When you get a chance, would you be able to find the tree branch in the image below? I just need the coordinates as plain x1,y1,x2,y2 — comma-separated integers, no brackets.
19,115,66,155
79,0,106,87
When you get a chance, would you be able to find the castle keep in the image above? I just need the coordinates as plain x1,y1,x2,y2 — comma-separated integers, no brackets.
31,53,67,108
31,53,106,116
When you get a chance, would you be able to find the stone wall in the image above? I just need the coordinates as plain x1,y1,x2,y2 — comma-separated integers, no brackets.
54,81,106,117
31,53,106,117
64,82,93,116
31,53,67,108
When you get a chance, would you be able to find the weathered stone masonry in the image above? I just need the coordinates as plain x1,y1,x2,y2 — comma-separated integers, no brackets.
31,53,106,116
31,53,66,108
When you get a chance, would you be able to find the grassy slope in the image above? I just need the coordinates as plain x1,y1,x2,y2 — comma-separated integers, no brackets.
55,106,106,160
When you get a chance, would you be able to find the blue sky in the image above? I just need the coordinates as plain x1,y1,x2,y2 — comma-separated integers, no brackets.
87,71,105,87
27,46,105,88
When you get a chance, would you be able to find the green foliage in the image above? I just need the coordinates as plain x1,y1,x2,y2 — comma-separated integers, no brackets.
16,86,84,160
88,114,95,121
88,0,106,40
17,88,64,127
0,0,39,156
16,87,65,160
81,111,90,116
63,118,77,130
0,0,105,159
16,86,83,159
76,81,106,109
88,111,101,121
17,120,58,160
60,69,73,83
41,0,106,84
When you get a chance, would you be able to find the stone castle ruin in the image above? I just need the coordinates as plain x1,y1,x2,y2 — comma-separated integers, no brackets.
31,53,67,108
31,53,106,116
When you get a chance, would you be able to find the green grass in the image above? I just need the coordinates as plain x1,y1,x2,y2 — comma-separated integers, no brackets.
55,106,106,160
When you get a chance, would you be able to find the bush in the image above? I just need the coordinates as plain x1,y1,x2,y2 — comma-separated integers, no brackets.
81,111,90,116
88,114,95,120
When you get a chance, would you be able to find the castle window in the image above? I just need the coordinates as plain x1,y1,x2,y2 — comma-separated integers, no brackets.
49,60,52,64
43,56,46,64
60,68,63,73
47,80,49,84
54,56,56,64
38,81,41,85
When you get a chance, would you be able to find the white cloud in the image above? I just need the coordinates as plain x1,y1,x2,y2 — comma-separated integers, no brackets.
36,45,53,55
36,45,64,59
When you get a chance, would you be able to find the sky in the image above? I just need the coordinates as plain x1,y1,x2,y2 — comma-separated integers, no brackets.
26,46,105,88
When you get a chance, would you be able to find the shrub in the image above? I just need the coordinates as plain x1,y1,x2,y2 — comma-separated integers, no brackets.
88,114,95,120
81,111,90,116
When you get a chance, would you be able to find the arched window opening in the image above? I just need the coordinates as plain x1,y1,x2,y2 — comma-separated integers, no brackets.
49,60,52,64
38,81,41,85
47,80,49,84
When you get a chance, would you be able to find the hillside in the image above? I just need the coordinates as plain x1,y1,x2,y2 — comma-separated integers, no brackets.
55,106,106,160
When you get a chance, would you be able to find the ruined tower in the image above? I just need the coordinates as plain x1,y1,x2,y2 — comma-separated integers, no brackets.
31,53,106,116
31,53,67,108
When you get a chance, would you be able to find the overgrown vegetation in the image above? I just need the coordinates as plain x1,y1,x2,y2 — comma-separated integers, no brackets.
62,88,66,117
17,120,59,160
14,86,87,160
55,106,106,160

---*---

--- WHAT YOU HAVE TO DO ---
All of the material is to be given again exactly.

--- ANSWER BOX ---
When you get a chance, would you be able to find the tree branch in the image below? I just need the coordinates as plain x1,y1,x2,y2 — comma-separated integers, no brackets.
19,115,66,155
79,0,106,87
When you get a chance, would you be able to find the castle keep in the image above? I just need the coordinates as plain x1,y1,x2,y2 — comma-separated integers, no brackets.
31,53,67,108
31,53,106,116
When you get a chance, would you be able to find the stone wall in the image above? I just need the coordinates as plain x1,y1,x2,y2 — comma-separated integers, no brackets.
54,81,106,117
31,53,106,117
64,82,93,116
31,53,67,108
When you get a chance, would you be able to find the weathered stone masonry in the image above? I just need the coordinates as plain x1,y1,x2,y2 — comma-separated integers, no brackets.
31,53,106,116
31,53,66,108
When you get a chance, would you be able to find the grassy slope in the image above? I just need the coordinates as plain x1,y1,x2,y2 — comma-separated integers, no brackets.
55,106,106,160
When you get a chance, would you be able to find the blue sky in the image above? I just need the coordinates as plain x1,y1,x2,y2 — comma-separated integers, no brackets.
87,71,105,87
27,46,105,88
When you get a chance, would you be able to find the green foliage in the image above? I just need the coordinates as plain x1,y1,x2,y2 — comma-separated integers, no brackets.
16,86,84,160
88,114,95,121
88,0,106,40
17,88,64,127
0,0,39,156
16,87,65,160
81,111,90,116
63,118,77,130
0,0,105,159
16,86,83,159
76,81,106,109
88,111,101,121
17,120,58,160
60,69,73,83
41,0,106,84
When you get a chance, would you be able to find the stone castle ruin in the image above? I just need the coordinates as plain x1,y1,x2,y2 — comma-separated integers, no brackets.
31,53,67,108
31,53,106,116
When you get a chance, would you be able to find the green grass in the image above? I just need the coordinates as plain x1,y1,x2,y2 — comma-separated integers, no brackets.
55,106,106,160
When you get a chance, would you be able to find the bush in the image above? I just need the coordinates as plain x1,y1,x2,y2 — comma-separated integers, no brackets.
81,111,90,116
88,114,95,120
When you get a chance, would you be able to find the castle window in the image above? I just need the coordinates as plain x1,y1,x2,y2 — comma-separated integers, no brackets.
49,60,52,64
43,56,46,64
60,68,63,73
47,80,49,84
54,56,56,64
38,81,41,85
When you get a chance, would you be able to find the white cloud in the image above? I just need the coordinates as plain x1,y1,x2,y2 — comma-separated integers, no brackets.
36,45,53,55
36,45,64,59
When you get a chance, would you be able to find the sky in the image above? I just need the coordinates as plain x1,y1,x2,y2 — comma-separated integers, no brackets.
26,46,105,88
When you get a chance, would you be able to find the shrub in the image above? I just need the coordinates as plain x1,y1,x2,y2 — comma-separated integers, no brackets.
88,114,95,120
81,111,90,116
When you get a chance, would you be able to find the arched window opening in the image above? I just need the coordinates as plain x1,y1,x2,y2 — comma-separated integers, no brackets.
49,60,52,64
38,81,41,85
47,80,49,84
When you get a chance, would you be able to find the hillside in the image above? I just need the coordinates as plain x1,y1,x2,y2 — comma-separated integers, no brackets.
55,106,106,160
When you get a chance, would you be able to find the ruined tower in the image above? I just need the coordinates as plain x1,y1,x2,y2 — comma-separated integers, no brackets.
31,53,106,116
31,53,67,108
When you get a chance, would you be able to find the overgrown vegetation in the image above? I just need the coordinates as plain x1,y1,x2,y2 — comma-separated integers, no brackets.
62,88,66,117
17,120,59,160
14,86,87,160
55,106,106,160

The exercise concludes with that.